### Tarea
Reescribe el texto para revisar entre "De hecho, terminé" y "vayas al grano.", ambos incluidos, sustituyendo "remordimiento" por "arrepentimiento".

También pasa que el personal médico se acaba insensibilizando, sufriendo del famoso Burnout que les da sobre todo a aquellos que tienen que trabajar en atención a terceros, y es que si no erigen una barrera tras la qué escudarse acaban destrozados por dentro ante la avalancha de dolor humano que tienen que afrontar día tras día...
Muy dificil realmente, porque todos queremos sentir que se nos considera como personas, pero muchas veces no damos ese trato a los demás cualquiera que sea el lado en que nos encontremos. :(
Este es un tema delicadísimo, Errantus, porque la masificación de los hospitales modernos se cobra sus primera víctimas en las plantillas, con turnos irracionales y condiciones laborales alienantes.
Estoy de acuerdo en ello, y gracias a Dios que he mencionado lo de que "muchos de ellos hacen lo que pueden".
De hecho, terminé la entrada con cierto remordimiento por si había sido demasiado parcial.
Lo de que muchos médicos tienen el síndrome de estar "quemados", es uno de los descubrimientos más inquietantes que haces cuando te reciben, por la manera que te hablan, por que apenas te miran, por su laconismo, porque te cortan y piden que vayas al grano.
A ello se une, últimamente, el de que cuando ya te lanzas a explicarle, justo entonces, suena su móvil, je, je
De todas formas, siempre ayuda ir con educación por delante, no falla con nadie.

### Material mostrado
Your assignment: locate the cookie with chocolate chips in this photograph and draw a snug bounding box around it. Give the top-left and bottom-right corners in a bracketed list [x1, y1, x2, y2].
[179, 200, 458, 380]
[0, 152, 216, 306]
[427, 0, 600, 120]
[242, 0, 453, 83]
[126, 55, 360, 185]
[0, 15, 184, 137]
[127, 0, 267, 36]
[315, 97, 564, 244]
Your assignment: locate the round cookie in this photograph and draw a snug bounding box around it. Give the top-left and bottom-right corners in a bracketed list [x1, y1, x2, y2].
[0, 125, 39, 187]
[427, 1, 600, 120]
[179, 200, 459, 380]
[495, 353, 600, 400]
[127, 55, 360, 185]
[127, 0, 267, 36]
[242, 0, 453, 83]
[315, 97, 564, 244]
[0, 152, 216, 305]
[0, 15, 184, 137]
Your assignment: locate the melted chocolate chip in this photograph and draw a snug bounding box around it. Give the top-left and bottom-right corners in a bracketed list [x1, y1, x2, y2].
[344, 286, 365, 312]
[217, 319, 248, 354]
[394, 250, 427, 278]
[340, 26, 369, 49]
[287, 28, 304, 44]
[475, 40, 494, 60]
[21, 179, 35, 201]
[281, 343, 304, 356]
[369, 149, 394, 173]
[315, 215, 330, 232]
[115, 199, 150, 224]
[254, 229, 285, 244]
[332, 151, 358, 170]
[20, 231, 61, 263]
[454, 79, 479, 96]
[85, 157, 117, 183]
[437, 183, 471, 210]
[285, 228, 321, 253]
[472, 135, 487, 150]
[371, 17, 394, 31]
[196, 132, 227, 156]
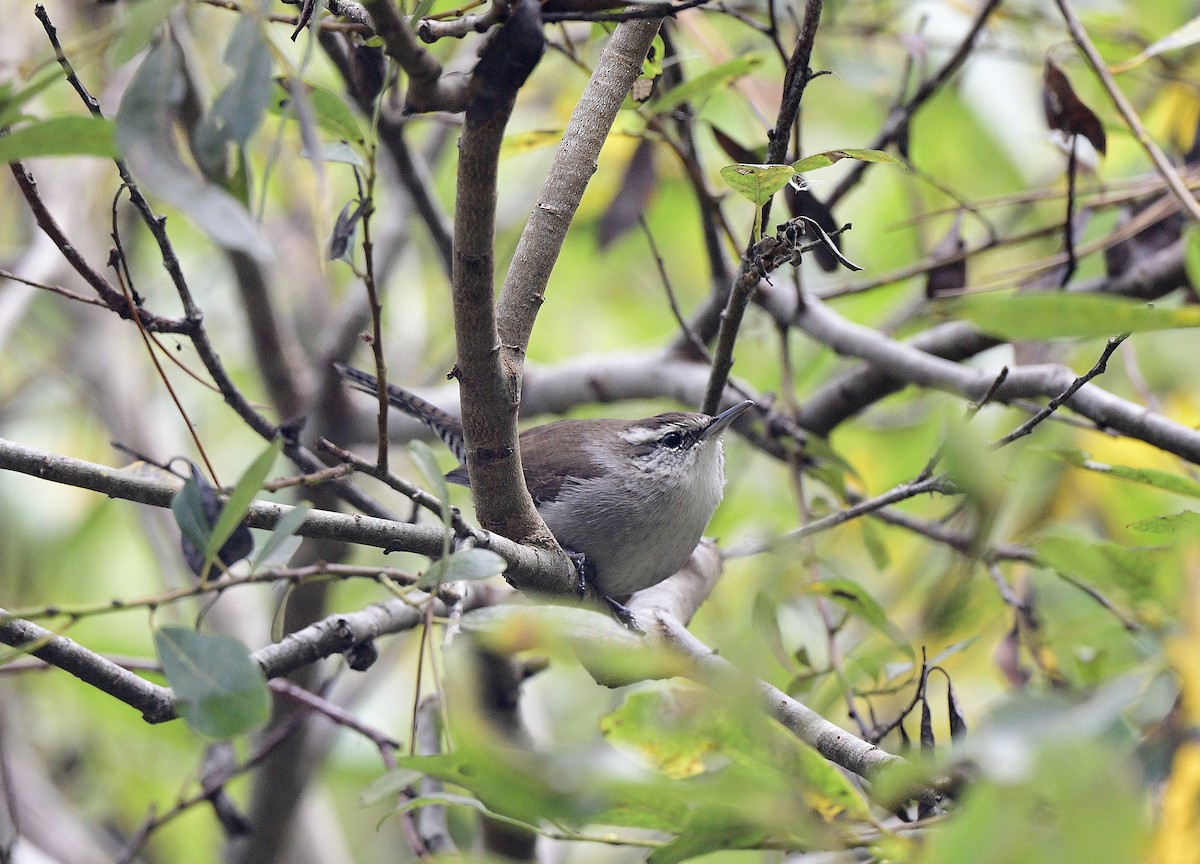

### Respuesta escrita
De hecho, terminé la entrada con cierto arrepentimiento por si había sido demasiado parcial.
Lo de que muchos médicos tienen el síndrome de estar "quemados", es uno de los descubrimientos más inquietantes que haces cuando te reciben, por la manera que te hablan, por que apenas te miran, por su laconismo, porque te cortan y piden que vayas al grano.